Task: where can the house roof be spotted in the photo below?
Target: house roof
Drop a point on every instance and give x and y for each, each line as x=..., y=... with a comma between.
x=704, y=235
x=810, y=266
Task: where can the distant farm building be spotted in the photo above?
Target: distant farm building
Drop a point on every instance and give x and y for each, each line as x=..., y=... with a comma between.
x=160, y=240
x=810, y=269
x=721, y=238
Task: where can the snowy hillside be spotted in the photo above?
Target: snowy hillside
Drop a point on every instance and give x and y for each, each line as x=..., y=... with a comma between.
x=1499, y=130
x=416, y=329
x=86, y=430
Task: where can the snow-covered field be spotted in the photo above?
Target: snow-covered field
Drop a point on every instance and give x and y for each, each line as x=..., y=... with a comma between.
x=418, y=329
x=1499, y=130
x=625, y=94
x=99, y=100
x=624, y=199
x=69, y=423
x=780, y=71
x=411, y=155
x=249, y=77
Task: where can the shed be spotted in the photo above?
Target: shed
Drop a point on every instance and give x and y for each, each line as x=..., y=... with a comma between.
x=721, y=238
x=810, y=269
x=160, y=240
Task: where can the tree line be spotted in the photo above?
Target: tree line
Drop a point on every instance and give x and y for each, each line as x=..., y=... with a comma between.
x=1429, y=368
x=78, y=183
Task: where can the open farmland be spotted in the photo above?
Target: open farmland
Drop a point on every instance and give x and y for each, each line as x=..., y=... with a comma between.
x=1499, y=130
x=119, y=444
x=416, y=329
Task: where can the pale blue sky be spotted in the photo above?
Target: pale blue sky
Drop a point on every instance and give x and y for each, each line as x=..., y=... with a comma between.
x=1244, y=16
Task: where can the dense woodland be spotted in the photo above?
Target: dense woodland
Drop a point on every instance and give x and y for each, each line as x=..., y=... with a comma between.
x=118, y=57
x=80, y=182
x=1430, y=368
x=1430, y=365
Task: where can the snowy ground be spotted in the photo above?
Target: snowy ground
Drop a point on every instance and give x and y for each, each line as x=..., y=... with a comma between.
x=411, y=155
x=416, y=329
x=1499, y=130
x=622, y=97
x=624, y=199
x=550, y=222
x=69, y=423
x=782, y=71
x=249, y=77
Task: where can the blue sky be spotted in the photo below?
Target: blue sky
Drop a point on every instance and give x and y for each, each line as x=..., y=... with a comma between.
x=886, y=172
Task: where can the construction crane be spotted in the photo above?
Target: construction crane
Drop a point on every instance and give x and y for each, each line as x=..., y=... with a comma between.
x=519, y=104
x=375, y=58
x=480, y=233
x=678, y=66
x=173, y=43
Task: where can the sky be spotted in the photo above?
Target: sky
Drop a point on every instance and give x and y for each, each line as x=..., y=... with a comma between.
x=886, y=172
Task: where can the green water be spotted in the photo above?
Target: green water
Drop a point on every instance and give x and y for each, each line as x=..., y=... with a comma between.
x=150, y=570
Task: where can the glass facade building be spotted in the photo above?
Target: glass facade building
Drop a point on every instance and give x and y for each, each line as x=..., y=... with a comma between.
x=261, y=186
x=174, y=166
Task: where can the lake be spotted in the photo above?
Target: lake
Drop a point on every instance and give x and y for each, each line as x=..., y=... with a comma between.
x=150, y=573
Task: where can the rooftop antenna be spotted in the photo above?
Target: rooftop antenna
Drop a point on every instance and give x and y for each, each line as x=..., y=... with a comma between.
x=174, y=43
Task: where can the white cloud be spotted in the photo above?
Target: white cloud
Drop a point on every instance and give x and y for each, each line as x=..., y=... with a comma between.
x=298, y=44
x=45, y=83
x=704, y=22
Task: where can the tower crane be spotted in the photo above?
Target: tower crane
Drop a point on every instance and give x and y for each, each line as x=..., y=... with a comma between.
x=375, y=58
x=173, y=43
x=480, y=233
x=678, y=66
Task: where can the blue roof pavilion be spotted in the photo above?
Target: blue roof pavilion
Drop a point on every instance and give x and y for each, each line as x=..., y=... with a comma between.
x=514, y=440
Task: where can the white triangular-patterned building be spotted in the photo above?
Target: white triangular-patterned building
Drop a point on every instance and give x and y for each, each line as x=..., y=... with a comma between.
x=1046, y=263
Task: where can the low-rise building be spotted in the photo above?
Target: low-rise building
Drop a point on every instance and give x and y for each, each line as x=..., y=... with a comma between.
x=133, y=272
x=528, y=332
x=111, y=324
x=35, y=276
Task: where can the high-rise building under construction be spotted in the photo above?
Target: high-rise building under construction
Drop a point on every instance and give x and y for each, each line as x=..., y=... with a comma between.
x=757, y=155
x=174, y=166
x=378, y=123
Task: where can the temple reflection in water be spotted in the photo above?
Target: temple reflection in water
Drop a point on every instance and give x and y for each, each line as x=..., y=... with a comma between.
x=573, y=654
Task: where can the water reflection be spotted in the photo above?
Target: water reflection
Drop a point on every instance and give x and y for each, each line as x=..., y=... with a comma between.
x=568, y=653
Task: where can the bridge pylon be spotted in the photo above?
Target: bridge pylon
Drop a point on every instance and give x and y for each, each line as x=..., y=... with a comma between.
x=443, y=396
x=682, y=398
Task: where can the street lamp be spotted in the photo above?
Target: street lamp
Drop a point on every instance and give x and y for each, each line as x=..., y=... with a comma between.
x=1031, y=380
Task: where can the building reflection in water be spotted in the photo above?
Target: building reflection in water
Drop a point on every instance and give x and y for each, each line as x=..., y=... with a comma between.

PROBLEM STATEMENT: Copy the data again, beginning at the line that contains "Task: where can the glass" and stopping after the line that contains "x=514, y=440", with 57 added to every x and y coordinate in the answers. Keep all other lines as they are.

WORKED ANSWER:
Task: where can the glass facade building be spotted in the photo above?
Target: glass facade building
Drop a point on every instance and give x and y for each, each line as x=..., y=... with a comma between.
x=318, y=243
x=231, y=223
Task: where can the lake be spotted in the photo above?
Target: lake
Drop a point on every instance and give x and y for each, each line as x=..., y=... with a comma between.
x=207, y=630
Task: where can the rooftop antenna be spotted in the photo above?
Target: rooftop antenna
Drop a point on every instance and give x and y for each, each line as x=..., y=... with a comma between.
x=231, y=100
Task: where can the white cloud be spotted in the photo above?
Target: white cloud
Drop a point on every instance and give x and y for each, each line as x=..., y=... with a comma between.
x=355, y=101
x=102, y=140
x=761, y=79
Task: where can the tower crane be spotted in the photo above?
Target: tower crane
Drop a point on every instance and give x and y for each, each line as x=..., y=... with a comma between.
x=432, y=115
x=230, y=100
x=537, y=290
x=735, y=123
Task: where can the blue roof pavilion be spotted in the photo above?
Target: blue roof pavilion
Drop a point on every instance and give x and y for each, each line as x=..., y=... with a comma between.
x=571, y=497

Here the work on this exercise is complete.